» Directions
Repeat the records word for word from their beginning through the line that contains "positive clicks: (631, 171)", including that line. Leave the pictures out.

» Entries supplied
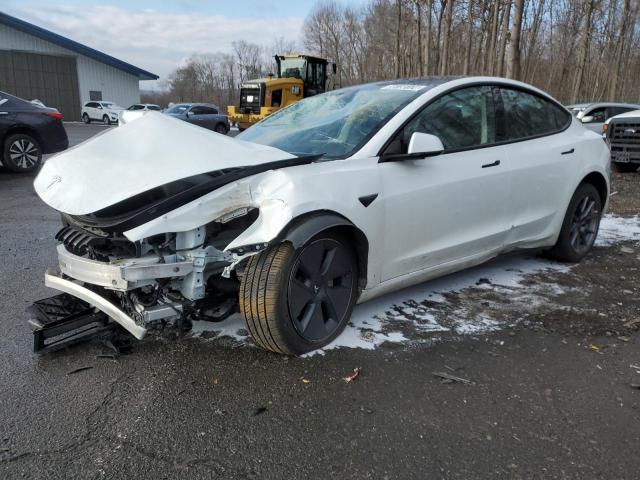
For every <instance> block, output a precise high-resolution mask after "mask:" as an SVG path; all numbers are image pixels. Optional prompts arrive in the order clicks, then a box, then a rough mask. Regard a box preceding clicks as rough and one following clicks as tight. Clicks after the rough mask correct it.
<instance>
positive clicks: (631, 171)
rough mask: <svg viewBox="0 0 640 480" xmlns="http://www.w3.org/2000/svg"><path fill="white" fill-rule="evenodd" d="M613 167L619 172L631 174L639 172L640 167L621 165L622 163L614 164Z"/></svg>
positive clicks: (629, 165) (627, 164)
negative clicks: (639, 167)
mask: <svg viewBox="0 0 640 480" xmlns="http://www.w3.org/2000/svg"><path fill="white" fill-rule="evenodd" d="M613 166H614V167H615V169H616V171H617V172H620V173H630V172H635V171H637V170H638V167H639V166H640V165H638V164H637V163H620V162H613Z"/></svg>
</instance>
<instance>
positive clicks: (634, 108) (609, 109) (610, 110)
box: [607, 107, 636, 118]
mask: <svg viewBox="0 0 640 480" xmlns="http://www.w3.org/2000/svg"><path fill="white" fill-rule="evenodd" d="M632 110H636V109H635V108H630V107H609V108H608V109H607V118H611V117H615V116H616V115H620V114H621V113H627V112H630V111H632Z"/></svg>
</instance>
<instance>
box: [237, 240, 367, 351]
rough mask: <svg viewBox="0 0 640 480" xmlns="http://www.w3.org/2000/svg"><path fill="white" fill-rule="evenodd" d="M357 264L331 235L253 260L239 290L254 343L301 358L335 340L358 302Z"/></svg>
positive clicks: (277, 246)
mask: <svg viewBox="0 0 640 480" xmlns="http://www.w3.org/2000/svg"><path fill="white" fill-rule="evenodd" d="M355 258H356V257H355V254H354V252H353V249H352V248H351V247H350V246H349V244H348V243H347V242H346V240H345V239H344V238H343V237H340V236H338V235H331V234H320V235H318V236H317V237H315V238H313V239H312V240H311V241H309V242H308V243H307V244H306V245H304V246H303V247H302V248H300V249H298V250H295V249H294V248H293V247H292V246H291V244H289V243H282V244H279V245H276V246H273V247H271V248H269V249H267V250H265V251H264V252H262V253H260V254H258V255H255V256H253V257H251V258H250V259H249V262H248V264H247V266H246V268H245V270H244V275H243V277H242V282H241V284H240V311H241V313H242V315H243V316H244V318H245V322H246V324H247V328H248V330H249V333H251V336H252V337H253V340H254V342H255V343H256V344H257V345H258V346H260V347H262V348H264V349H266V350H270V351H273V352H277V353H284V354H289V355H299V354H302V353H305V352H309V351H311V350H315V349H318V348H321V347H323V346H325V345H327V344H328V343H330V342H331V341H332V340H333V339H335V338H336V337H337V336H338V335H339V334H340V333H341V332H342V330H343V329H344V327H345V325H346V324H347V322H348V320H349V317H350V316H351V311H352V310H353V305H354V304H355V301H356V291H357V278H358V273H357V263H356V260H355Z"/></svg>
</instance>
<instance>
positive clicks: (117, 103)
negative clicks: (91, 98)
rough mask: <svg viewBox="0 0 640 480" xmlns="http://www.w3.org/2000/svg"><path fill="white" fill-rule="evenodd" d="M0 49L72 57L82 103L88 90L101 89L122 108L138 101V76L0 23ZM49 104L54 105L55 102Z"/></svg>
mask: <svg viewBox="0 0 640 480" xmlns="http://www.w3.org/2000/svg"><path fill="white" fill-rule="evenodd" d="M0 50H19V51H25V52H33V53H42V54H47V55H64V56H72V57H75V58H76V63H77V70H78V86H79V89H80V102H81V104H82V103H84V102H88V101H89V92H90V91H92V90H94V91H100V92H102V99H103V100H108V101H112V102H115V103H117V104H119V105H121V106H123V107H125V108H126V107H128V106H129V105H131V104H133V103H138V102H139V101H140V85H139V80H138V77H137V76H135V75H131V74H129V73H127V72H124V71H122V70H119V69H117V68H115V67H112V66H111V65H106V64H104V63H101V62H97V61H95V60H93V59H92V58H89V57H85V56H84V55H80V54H78V53H76V52H73V51H71V50H67V49H66V48H63V47H60V46H58V45H56V44H54V43H50V42H47V41H46V40H42V39H40V38H38V37H34V36H32V35H29V34H27V33H24V32H21V31H20V30H16V29H14V28H11V27H8V26H6V25H1V24H0ZM0 87H1V86H0ZM9 93H11V92H9ZM51 106H53V107H55V105H51ZM80 108H81V105H78V110H80Z"/></svg>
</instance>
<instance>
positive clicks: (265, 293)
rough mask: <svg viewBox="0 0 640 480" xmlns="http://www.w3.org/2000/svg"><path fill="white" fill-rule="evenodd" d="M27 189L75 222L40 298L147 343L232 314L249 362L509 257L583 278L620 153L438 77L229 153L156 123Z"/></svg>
mask: <svg viewBox="0 0 640 480" xmlns="http://www.w3.org/2000/svg"><path fill="white" fill-rule="evenodd" d="M184 108H185V109H186V108H191V105H189V106H188V107H184ZM128 138H144V140H145V141H144V142H143V143H140V144H137V145H136V146H135V148H132V147H131V146H130V145H128V143H127V142H126V141H125V140H126V139H128ZM58 178H59V179H61V181H60V182H56V183H54V184H53V186H52V181H53V179H58ZM35 189H36V191H37V193H38V195H40V197H41V198H42V199H43V200H44V201H45V202H46V203H47V204H48V205H50V206H51V207H53V208H54V209H56V210H58V211H60V212H61V213H62V217H63V219H64V227H63V229H62V230H60V232H59V233H58V235H57V239H58V240H59V241H60V242H61V243H60V245H59V246H58V247H57V248H58V259H59V262H58V265H57V268H56V269H53V270H49V271H48V272H47V273H46V276H45V284H46V285H47V286H50V287H53V288H56V289H58V290H61V291H63V292H65V293H67V294H69V295H72V296H75V297H76V298H79V299H82V300H83V301H85V302H88V303H89V304H90V305H92V306H94V307H97V308H98V309H100V310H101V311H103V312H105V314H106V315H108V316H110V317H111V318H112V319H113V320H114V321H115V322H118V323H119V324H120V325H122V326H123V327H124V328H125V329H127V330H129V331H130V332H131V333H132V334H133V335H134V336H136V337H137V338H141V337H142V336H144V334H145V332H146V329H147V326H148V325H150V324H152V323H153V322H154V321H155V322H157V321H159V320H160V319H161V320H162V321H164V322H175V321H178V320H180V319H181V318H183V319H184V318H187V319H188V318H201V317H205V318H207V316H208V315H210V314H209V313H208V312H209V311H210V310H211V306H212V303H213V304H214V305H215V304H216V302H217V301H218V299H219V298H220V295H224V294H227V295H230V298H231V299H235V302H237V303H239V308H240V312H241V314H242V315H243V317H244V319H245V322H246V325H247V328H248V331H249V332H250V333H251V335H252V337H253V340H254V342H255V343H256V344H257V345H259V346H260V347H262V348H265V349H267V350H271V351H274V352H279V353H284V354H301V353H304V352H308V351H310V350H313V349H317V348H319V347H322V346H324V345H326V344H327V343H329V342H331V341H332V340H333V339H334V338H336V336H338V335H339V334H340V332H341V331H342V330H343V328H344V326H345V324H346V323H347V322H348V321H349V317H350V315H351V311H352V308H353V306H354V304H355V303H356V302H364V301H366V300H369V299H371V298H374V297H376V296H379V295H381V294H384V293H387V292H390V291H393V290H397V289H400V288H404V287H407V286H409V285H413V284H416V283H420V282H424V281H425V280H429V279H431V278H434V277H437V276H440V275H444V274H448V273H451V272H453V271H456V270H460V269H463V268H467V267H470V266H473V265H477V264H479V263H482V262H484V261H486V260H488V259H490V258H493V257H495V256H497V255H499V254H501V253H503V252H507V251H511V250H515V249H520V248H526V249H529V248H539V249H547V250H548V253H549V254H550V255H552V256H553V257H555V258H557V259H559V260H562V261H568V262H578V261H580V260H581V259H582V258H583V257H584V256H585V255H587V253H588V252H589V251H590V249H591V247H592V246H593V244H594V241H595V239H596V235H597V233H598V227H599V222H600V217H601V215H602V212H603V211H604V210H605V208H606V205H607V200H608V198H609V149H608V148H607V145H606V144H605V142H603V141H602V138H601V136H600V135H597V134H595V133H593V132H588V131H585V129H584V128H583V127H582V125H581V124H580V123H579V122H578V121H577V120H576V119H574V118H573V117H572V116H571V114H570V113H569V111H568V110H567V109H565V108H564V107H563V106H562V105H560V104H559V103H558V102H557V101H556V100H555V99H553V98H552V97H551V96H549V95H548V94H546V93H544V92H543V91H541V90H539V89H537V88H535V87H532V86H530V85H527V84H525V83H521V82H517V81H513V80H507V79H503V78H488V77H469V78H458V79H447V78H442V77H437V78H431V79H419V80H395V81H388V82H380V83H372V84H366V85H358V86H354V87H349V88H344V89H340V90H333V91H330V92H328V93H324V94H320V95H316V96H313V97H310V98H307V99H304V100H301V101H299V102H297V103H295V104H294V105H291V106H289V107H287V108H285V109H282V110H279V111H278V112H275V113H274V114H272V115H270V116H269V117H267V118H265V119H264V120H263V121H262V122H260V123H258V124H256V125H254V126H253V127H251V128H250V129H247V130H246V131H245V132H243V133H242V134H240V135H239V136H238V137H236V138H229V137H226V136H221V135H212V134H210V133H208V132H205V131H204V130H199V129H193V128H190V127H188V126H186V125H183V124H181V122H176V121H174V119H173V118H170V116H167V115H159V114H156V113H154V112H150V113H149V114H148V115H145V116H144V117H142V118H140V119H139V120H137V121H135V122H132V123H130V124H128V125H125V126H123V127H121V128H118V129H114V130H111V131H109V132H106V133H105V134H103V135H100V136H98V137H95V138H93V139H90V140H88V141H86V142H84V143H83V144H81V145H80V146H78V147H76V148H74V149H73V150H70V151H69V152H66V153H65V154H63V155H59V156H57V157H56V158H55V159H54V160H52V161H49V162H47V164H46V165H45V166H44V168H43V170H42V171H41V172H40V175H39V176H38V178H37V179H36V181H35ZM77 281H79V282H84V286H83V285H81V284H79V283H77ZM86 308H90V307H88V306H87V307H86ZM74 318H75V320H74V321H77V317H74ZM59 326H60V325H59V324H58V325H57V327H58V328H59Z"/></svg>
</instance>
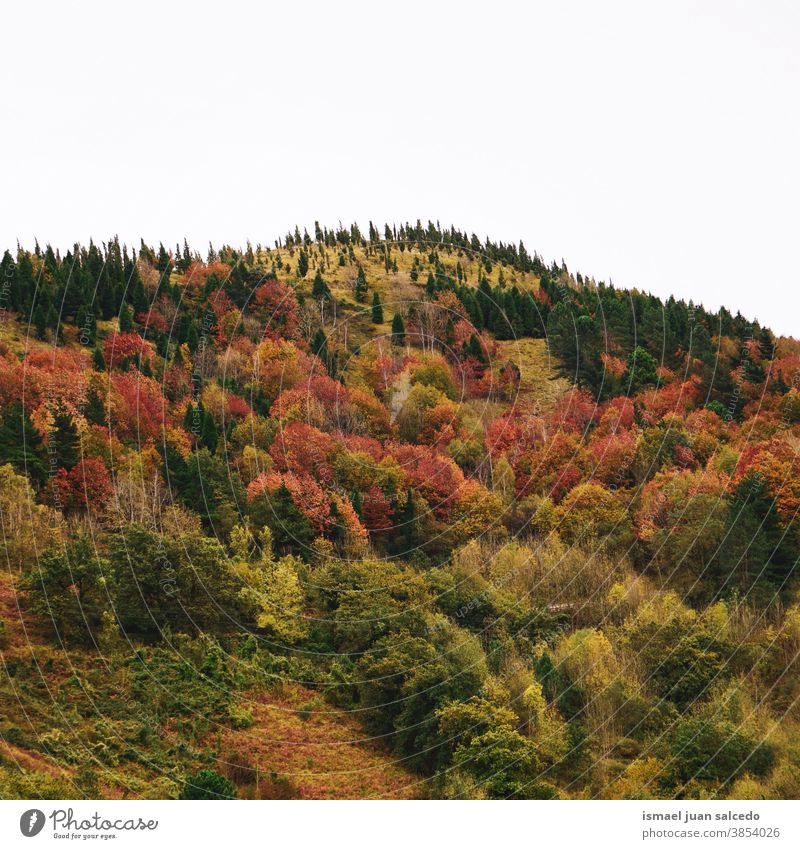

» Reply
For every <instance> block, output a precise high-resolution mask after "mask:" as an SVG path; all numbers are image pixels. Optional prompts arrive in the order clicks, then a box, then a rough mask. Regard a box preceding clicks as rough and one following clicks as tight. Clicks after the rough mask correct it.
<instance>
positive clicks: (631, 171)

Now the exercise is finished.